Point annotation dataset listing
^^^^

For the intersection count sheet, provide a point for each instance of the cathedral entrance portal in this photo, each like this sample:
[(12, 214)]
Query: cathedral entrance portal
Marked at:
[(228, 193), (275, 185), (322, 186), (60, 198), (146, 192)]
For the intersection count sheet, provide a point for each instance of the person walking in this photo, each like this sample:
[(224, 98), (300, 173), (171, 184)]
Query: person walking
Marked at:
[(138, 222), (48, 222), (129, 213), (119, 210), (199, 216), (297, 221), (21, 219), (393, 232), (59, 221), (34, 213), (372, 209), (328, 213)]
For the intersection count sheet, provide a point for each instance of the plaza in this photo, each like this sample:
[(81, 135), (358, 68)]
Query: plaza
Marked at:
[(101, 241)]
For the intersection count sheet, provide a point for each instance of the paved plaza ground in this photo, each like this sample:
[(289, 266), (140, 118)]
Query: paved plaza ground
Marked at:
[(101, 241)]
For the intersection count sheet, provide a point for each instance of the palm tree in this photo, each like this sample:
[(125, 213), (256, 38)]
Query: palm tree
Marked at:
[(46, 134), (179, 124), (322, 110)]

^^^^

**WHAT THIS TASK INVOLVES:** Reproduce the full listing above word for word, with no changes.

**WRITTEN ANSWER:**
For the intersection count sheet, provide a point for each instance of the cathedral entrance portal in this photo, each like this sample:
[(12, 214)]
Query: cathedral entrance portal
Marked at:
[(228, 193), (275, 185), (322, 186), (60, 198), (146, 192)]
For the intersection count sheet, provide a point for each instance of the person walking in this photo, each like this sample:
[(224, 98), (300, 173), (171, 184)]
Query: person walking
Marked at:
[(138, 222), (48, 222), (129, 213), (119, 210), (199, 216), (297, 221), (21, 219), (393, 232), (59, 221), (34, 213), (372, 209), (328, 213)]
For the intersection count sheet, provide a point for each instance of the plaza in this photo, each like this sample:
[(81, 135), (358, 68)]
Query: plaza
Marked at:
[(101, 241)]
For the intersection count sheet, provide a point for each instance of the paved plaza ground in this photo, each like this sample:
[(289, 266), (140, 118)]
Query: paved plaza ground
Marked at:
[(101, 241)]
For the intersection count sheet, provide a point for each instance of the palm tree in this photo, each like this sample:
[(125, 213), (256, 38)]
Query: palm tree
Marked at:
[(46, 134), (179, 124), (322, 110)]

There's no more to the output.